Written problem A »
Answer these questions about the mechanics excerpt, one per line, marking each answer as its question is marked:
(i) What symbol is given to acceleration?
(ii) How can speed be calculated?
(iii) What is the SI unit of displacement?

Page excerpt »
--- Begin ---

Mechanics is the study of the motion of objects using equations. This can be achieved by using standard formulae or mathematical techniques such as differentiation or integration.

Definitions [edit]

A few definitions need to be discussed.

  • Displacement - How far an object is from its starting position. This is given the symbol s
  • Distance - How far an object has travelled. This is not usually used in calculations.
  • Initial Velocity - The starting rate of change of displacement. This is given the symbol u
  • Final Velocity - The ending rate of change of displacement. This is given the symbol v
  • Speed - The rate of change of distance. This is not usually used in calculations.*
  • Acceleration - The rate of change of velocity. This is given the symbol a
  • Time - How long has elapsed from the start of the event. This is given the symbol t

Speed can be calculated as the absolute value of velocity, ie spd = |u| or spd = |v|

Standard Units [edit]

The SI units (standard units) of the quantities used in this section are given below:

  • Displacement - metres (m)

--- End ---

Information shown »
--- Begin ---

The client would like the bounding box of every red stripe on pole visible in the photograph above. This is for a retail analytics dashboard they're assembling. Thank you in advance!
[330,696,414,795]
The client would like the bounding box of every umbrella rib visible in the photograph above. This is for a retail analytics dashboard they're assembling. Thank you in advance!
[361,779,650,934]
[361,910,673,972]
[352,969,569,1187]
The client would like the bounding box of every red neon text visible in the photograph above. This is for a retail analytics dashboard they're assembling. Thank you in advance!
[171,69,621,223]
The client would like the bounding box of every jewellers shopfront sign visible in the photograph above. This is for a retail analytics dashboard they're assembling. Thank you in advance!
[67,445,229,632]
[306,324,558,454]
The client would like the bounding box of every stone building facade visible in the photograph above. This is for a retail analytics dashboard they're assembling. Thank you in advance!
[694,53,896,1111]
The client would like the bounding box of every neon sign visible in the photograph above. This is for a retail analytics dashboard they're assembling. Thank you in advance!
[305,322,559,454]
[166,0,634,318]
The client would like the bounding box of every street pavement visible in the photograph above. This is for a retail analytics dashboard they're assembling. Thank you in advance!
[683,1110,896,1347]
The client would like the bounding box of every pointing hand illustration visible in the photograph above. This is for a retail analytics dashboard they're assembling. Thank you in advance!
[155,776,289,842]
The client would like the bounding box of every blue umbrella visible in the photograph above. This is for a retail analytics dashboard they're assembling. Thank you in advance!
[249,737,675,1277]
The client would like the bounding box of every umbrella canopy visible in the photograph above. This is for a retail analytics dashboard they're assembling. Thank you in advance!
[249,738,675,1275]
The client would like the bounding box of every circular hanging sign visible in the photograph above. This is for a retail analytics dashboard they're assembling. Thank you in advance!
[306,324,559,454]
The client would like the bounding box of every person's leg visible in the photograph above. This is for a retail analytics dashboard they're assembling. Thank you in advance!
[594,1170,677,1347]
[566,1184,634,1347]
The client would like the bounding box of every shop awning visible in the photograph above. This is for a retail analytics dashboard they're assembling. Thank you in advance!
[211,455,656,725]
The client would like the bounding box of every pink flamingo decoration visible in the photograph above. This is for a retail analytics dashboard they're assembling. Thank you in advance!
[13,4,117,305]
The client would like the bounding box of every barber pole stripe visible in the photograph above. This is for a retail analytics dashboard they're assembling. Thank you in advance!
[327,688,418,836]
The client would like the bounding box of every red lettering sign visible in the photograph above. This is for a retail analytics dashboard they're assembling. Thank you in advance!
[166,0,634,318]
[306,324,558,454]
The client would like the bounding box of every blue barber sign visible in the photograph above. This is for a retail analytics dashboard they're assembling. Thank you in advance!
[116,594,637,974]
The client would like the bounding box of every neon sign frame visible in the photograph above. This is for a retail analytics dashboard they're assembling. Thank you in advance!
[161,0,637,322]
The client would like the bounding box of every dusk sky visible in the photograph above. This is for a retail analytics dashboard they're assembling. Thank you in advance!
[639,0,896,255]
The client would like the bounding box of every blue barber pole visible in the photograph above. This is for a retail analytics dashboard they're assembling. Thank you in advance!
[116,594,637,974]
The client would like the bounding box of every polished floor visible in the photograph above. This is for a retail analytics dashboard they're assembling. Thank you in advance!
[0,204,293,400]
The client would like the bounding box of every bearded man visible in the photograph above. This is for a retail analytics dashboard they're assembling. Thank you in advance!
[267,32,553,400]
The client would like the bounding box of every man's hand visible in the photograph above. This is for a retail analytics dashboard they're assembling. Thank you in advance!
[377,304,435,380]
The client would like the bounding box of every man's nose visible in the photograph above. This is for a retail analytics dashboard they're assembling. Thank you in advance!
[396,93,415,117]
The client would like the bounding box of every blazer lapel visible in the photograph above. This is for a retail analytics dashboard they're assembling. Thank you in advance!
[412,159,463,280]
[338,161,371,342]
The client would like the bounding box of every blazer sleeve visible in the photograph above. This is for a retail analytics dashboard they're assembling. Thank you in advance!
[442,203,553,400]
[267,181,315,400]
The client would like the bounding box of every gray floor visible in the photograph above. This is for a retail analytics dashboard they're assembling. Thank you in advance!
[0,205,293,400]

--- End ---

Written problem B » Arrange the part of the records that opens with the line containing "The client would like the bounding box of every jewellers" and closes with the line containing "[683,1110,896,1347]" as a numbered list, leaving out any blank lines.

Complete output A »
(i) a
(ii) As the absolute value of velocity, ie spd = |u| or spd = |v|
(iii) Metres (m)

Complete output B »
1. The client would like the bounding box of every jewellers shopfront sign visible in the photograph above. This is for a retail analytics dashboard they're assembling. Thank you in advance!
2. [67,445,229,632]
3. [306,324,558,454]
4. The client would like the bounding box of every stone building facade visible in the photograph above. This is for a retail analytics dashboard they're assembling. Thank you in advance!
5. [694,53,896,1111]
6. The client would like the bounding box of every neon sign visible in the photograph above. This is for a retail analytics dashboard they're assembling. Thank you in advance!
7. [305,322,559,454]
8. [166,0,634,318]
9. The client would like the bounding box of every street pavement visible in the photograph above. This is for a retail analytics dashboard they're assembling. Thank you in advance!
10. [683,1110,896,1347]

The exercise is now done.